Exercise aim: Return the entries verbatim and drop every picture.

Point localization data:
________________

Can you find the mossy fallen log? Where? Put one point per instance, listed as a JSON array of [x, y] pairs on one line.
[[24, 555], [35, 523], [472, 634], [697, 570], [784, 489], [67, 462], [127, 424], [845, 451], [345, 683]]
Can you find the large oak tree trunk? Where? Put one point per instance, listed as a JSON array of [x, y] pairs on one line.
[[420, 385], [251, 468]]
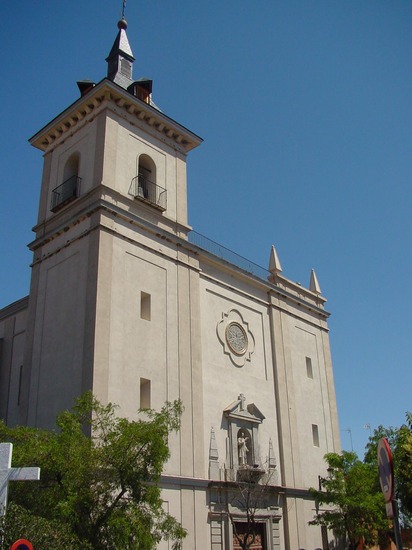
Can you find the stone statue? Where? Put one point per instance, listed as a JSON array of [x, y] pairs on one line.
[[242, 448]]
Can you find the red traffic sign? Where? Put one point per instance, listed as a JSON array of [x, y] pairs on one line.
[[385, 466], [22, 544]]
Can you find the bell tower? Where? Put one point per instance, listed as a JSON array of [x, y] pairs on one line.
[[113, 188]]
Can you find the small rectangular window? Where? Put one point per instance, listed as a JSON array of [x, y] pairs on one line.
[[20, 381], [315, 435], [309, 369], [145, 306], [144, 393]]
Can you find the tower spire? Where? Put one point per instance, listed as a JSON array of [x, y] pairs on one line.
[[120, 59]]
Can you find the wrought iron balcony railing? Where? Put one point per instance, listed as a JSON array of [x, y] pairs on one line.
[[65, 193], [147, 191], [228, 255]]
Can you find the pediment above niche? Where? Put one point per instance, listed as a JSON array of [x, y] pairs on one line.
[[236, 338], [240, 411]]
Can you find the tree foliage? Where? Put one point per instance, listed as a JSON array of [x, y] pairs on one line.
[[349, 501], [99, 476], [400, 442]]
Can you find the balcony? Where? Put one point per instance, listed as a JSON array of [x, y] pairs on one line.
[[68, 191], [145, 190]]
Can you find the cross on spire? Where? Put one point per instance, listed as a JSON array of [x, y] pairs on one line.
[[7, 473], [242, 400]]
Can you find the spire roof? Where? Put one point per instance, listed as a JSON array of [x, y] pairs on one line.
[[120, 59], [314, 283]]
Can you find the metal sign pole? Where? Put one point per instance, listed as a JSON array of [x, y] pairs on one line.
[[398, 538]]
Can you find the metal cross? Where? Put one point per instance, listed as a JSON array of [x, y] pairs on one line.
[[242, 399], [7, 473]]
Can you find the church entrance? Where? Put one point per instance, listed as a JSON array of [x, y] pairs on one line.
[[260, 540]]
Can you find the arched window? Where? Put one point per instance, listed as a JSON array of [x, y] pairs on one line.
[[244, 447], [147, 178], [71, 168], [69, 189], [144, 185]]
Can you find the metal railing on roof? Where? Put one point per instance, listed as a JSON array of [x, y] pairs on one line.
[[227, 255], [148, 191]]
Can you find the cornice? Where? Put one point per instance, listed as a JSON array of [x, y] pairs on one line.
[[87, 106]]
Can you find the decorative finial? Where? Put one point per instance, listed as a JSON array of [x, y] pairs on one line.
[[122, 24], [314, 283]]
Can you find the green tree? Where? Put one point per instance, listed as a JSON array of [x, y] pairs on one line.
[[349, 502], [400, 442], [99, 479]]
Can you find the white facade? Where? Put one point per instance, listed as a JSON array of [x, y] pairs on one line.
[[123, 303]]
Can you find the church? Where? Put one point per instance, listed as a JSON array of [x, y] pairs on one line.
[[128, 301]]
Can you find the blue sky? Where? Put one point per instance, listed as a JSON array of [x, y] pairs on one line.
[[305, 112]]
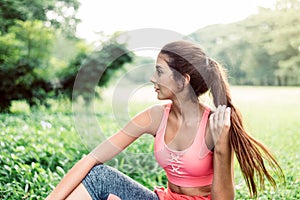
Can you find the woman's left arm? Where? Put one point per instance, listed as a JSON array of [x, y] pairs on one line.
[[223, 161]]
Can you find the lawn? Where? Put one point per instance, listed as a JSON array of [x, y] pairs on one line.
[[39, 146]]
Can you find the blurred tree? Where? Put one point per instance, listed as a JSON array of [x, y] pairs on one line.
[[24, 55], [90, 69], [55, 13]]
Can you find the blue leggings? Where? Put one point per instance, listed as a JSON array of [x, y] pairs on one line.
[[103, 180]]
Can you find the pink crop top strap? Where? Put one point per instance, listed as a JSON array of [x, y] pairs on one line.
[[192, 167]]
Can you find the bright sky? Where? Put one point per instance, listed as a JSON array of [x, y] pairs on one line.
[[183, 17]]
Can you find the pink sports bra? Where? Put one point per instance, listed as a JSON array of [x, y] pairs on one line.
[[192, 167]]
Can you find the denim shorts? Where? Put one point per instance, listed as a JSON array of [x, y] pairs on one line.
[[103, 181]]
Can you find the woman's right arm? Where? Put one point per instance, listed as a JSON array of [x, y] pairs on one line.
[[145, 122]]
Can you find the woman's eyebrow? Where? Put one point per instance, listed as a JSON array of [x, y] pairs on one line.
[[158, 67]]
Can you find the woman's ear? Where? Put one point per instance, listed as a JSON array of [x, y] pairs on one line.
[[187, 79]]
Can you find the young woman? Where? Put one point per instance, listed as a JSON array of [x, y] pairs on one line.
[[193, 144]]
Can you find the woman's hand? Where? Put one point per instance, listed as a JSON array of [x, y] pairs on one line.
[[219, 125], [223, 182]]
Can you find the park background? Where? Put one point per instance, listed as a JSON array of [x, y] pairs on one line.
[[41, 53]]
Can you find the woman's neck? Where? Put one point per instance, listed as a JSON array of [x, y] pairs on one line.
[[186, 110]]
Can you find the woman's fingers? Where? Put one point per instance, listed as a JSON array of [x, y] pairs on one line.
[[219, 121]]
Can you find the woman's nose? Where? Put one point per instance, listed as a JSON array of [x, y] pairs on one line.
[[153, 80]]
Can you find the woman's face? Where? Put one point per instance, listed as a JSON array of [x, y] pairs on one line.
[[163, 80]]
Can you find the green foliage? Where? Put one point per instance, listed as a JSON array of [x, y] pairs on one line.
[[38, 149], [263, 49], [59, 14], [25, 51], [90, 69]]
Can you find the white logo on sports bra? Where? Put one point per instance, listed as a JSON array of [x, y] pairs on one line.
[[173, 160]]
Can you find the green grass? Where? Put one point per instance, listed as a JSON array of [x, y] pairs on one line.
[[39, 146]]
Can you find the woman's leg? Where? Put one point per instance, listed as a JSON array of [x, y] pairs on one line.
[[103, 181], [80, 192]]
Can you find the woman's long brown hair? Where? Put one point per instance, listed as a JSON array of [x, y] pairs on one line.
[[206, 74]]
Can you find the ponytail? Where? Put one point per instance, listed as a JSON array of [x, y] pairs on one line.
[[250, 153]]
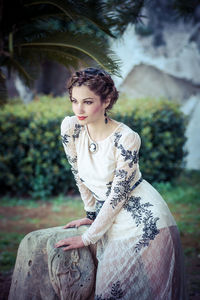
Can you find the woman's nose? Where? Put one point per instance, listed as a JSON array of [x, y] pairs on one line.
[[80, 108]]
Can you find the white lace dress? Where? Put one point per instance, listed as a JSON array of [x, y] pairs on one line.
[[138, 246]]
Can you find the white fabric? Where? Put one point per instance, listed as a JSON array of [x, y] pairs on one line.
[[138, 246]]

________________

Reply to the task:
Can you find the mossy fallen log? Where? Put one point per instance, listed as a JSON array of [x, y] pairs on one line.
[[24, 555], [35, 523], [472, 634], [697, 570], [784, 489], [67, 462], [127, 424], [845, 451], [345, 683]]
Can you find the large oak tree trunk? Where? Put one point per instance, listed as a JSON array of [x, y] pairs on one line.
[[420, 385], [251, 468]]
Can you find the stone statue? Where? Put one point per instance, listed as a JSON array of [x, y] pairs on one line.
[[242, 448]]
Can you find the red traffic sign? Where? Put one point per instance, listed as a JSON array of [x, y] pairs on one line.
[[385, 466], [22, 544]]
Can you find the bell tower? Where? Put one point per instance, listed as a JSON array of [x, y] pairs on one line.
[[113, 188]]
Can you find the small rectangular window? Where? Put one point per instance, listed as a JSON array of [x, y] pairs on one line.
[[20, 381], [315, 435], [309, 369], [145, 306], [144, 393]]
Can you find the tower spire? Where? Put one point per instance, listed as a JSON array of [x, y] pairs on one line.
[[120, 59]]
Can you find the wrought iron balcony railing? Where? Put one point per instance, listed as a JSON array of [x, y] pairs on one line.
[[65, 193], [147, 191], [228, 255]]
Can you find the pediment above niche? Where? Put one point per instance, listed as a JSON array of [x, y] pairs on one line.
[[236, 338], [240, 411]]
Can you find the tree foliage? Where? Put one point per instance, listed as a JSON array of [x, y] pairs on one line.
[[349, 501], [99, 476], [400, 442]]
Can you find the balcony? Where? Put one point per instance, listed as a JSON array of [x, y] pairs on one line.
[[68, 191], [145, 190]]
Can you find the cross on spire? Where? Put one point per instance, listed as a JSON array of [x, y] pairs on one line.
[[7, 473], [242, 400]]
Can you find the spire roof? Where? Put one point per instance, listed as a JSON array of [x, y] pairs on one line.
[[120, 59], [314, 283]]
Can you find the metal sign pole? Where? Put one point per instance, listed as a JSON array of [x, y] pairs on one line.
[[398, 538]]
Can you find the metal cross? Where? Put one point per instance, listed as a JSON array of [x, y] pairs on one line.
[[242, 399], [7, 473]]
Can you find the church entrance? Where? Put one point per instance, listed as a JSON array of [x, y] pairs on one line.
[[260, 540]]
Can you find the arched window? Where? Put one point per instance, listed as a JSON array of [x, y] pairs on one line.
[[244, 447], [147, 178], [71, 168], [69, 189], [144, 185]]
Can you find the metal railing on roof? Where? Put one point per instance, listed as a JSON array of [x, y] pairs on one line.
[[227, 255], [148, 191]]
Can you find the cornice? Where? Put one point per instance, listed as a JSON array of [x, y] pairs on one line.
[[87, 106]]
Can you find the decorative finial? Where? Put one point per instance, listed as a JSON array of [x, y] pairs on one line.
[[122, 24], [314, 283]]
Can you find the green tree? Where? Put one point per instance, listed as a JSON array of [x, y] pairs on one line.
[[349, 502], [400, 442], [99, 479]]
Can you find the white facade? Where? Put one point per instance, listed as a JSON array of [x, y] pairs on one line.
[[123, 303]]
Can you find the church? Where? Put one point per instance, listed as a JSON array of [x, y] pairs on one line.
[[128, 301]]
Can you find the blue sky? Where? Put one point per instance, listed as a JSON array of [x, y] pairs on one line.
[[305, 112]]
Can you find the woman's left arm? Where? Put one point per instance, listed as a JSON array of [x, y] pairs on one line.
[[223, 161]]
Can you find the lawn? Where? Put one point per instance, listed as a JSON array of [x, y] pairs on one line.
[[39, 146]]
Can you find the blurred tree? Where? Put one point per instance, listed as a JSON array of [x, y] pairs on one line.
[[24, 55], [90, 69], [55, 13]]
Can you find the blue leggings? Where? Put one point per instance, listed as a JSON array of [x, y] pairs on one line.
[[103, 180]]
Can you find the pink crop top strap? Where? Put one point per instance, listed as a JSON array of [x, y] pairs on one line.
[[192, 167]]
Can you find the bright sky? Where? Put one point per instance, listed as a JSON array of [x, y] pairs on one line.
[[183, 17]]
Can you find the pink sports bra? Where? Put one point per instance, listed as a JSON array of [x, y] pairs on one line.
[[192, 167]]
Can you find the denim shorts? Where? Put one point per instance, listed as a JSON array of [x, y] pairs on one line.
[[103, 181]]
Can you find the woman's right arm? Where? Put one point per instance, listed as a JSON array of [x, y] pairs on one line.
[[145, 122]]
Can you find the woman's eyebrow? Where? Put one point per instance, listed as a JSON array of [x, y] pairs on one line.
[[158, 67]]
Can you find the woman's ear? Where? Put one point per instance, listed as a JSON array of [x, y] pairs on one line.
[[187, 79]]
Can you find the young woman? Where? Put one point per instance, listed as a JSON array of [x, y] pairs on one line.
[[193, 144]]
Can you find the woman's hand? Where? Put one point per instance, listed as a JSON array of [x, y] pairs on one line.
[[219, 125], [223, 182]]
Can you find the park background? Where? Put one point per instance, listed as a JSON array of [x, y] pairs on one line.
[[41, 53]]
Can you find the woman's neck? Where? Put one point per instance, listed as a JSON array of [x, y] pairs on one line.
[[186, 110]]
Can you find the woman's fingers? Where? Put one point per instance, listed as a JSON array of [x, y] pairs on one line.
[[219, 121]]
Can you find the woman's nose? Where? Put one point per instance, listed as a JSON array of [x, y] pairs on one line.
[[153, 80]]
Can you find the woman's face? Where? Put one point per instance, listed as a JSON array of [x, y] pairs on one line.
[[163, 80]]
Can you find the green foliage? Where? Put one point per instance, listed as a JSON array of [x, y] pairs on one line.
[[38, 149], [263, 49], [59, 14], [25, 51], [90, 69]]
Can you find the white logo on sports bra? Where? Put one point per instance, listed as a JSON array of [x, y] pairs on one line.
[[173, 160]]
Can you find the green grass? Where? Put one point per instance, listed as a JSON array of [x, y] pairs on one line.
[[39, 146]]
Can you find the woman's leg? Where? Put one point per instance, listed as a JSON array of [x, y] pairs on one line.
[[103, 181], [80, 192]]
Can you find the woman's long brown hair? Where? Put one point per instance, listed as a JSON array of [x, y] pairs on one line.
[[206, 74]]
Can you find the ponytail? Where? Put one point per instance, listed as a JSON array of [x, y] pairs on one line.
[[250, 153]]
Can you find the woman's nose? Where? Put one point per instance, listed as a JSON array of [x, y] pairs on one line.
[[80, 108]]
Can you find the white lace dress? Where? Put one point per instance, listed as a JSON array of [x, y] pairs on one line.
[[138, 246]]
Can you find the white fabric? Where? Put one point per instance, listed as a JSON array of [x, y] pairs on one line.
[[138, 246]]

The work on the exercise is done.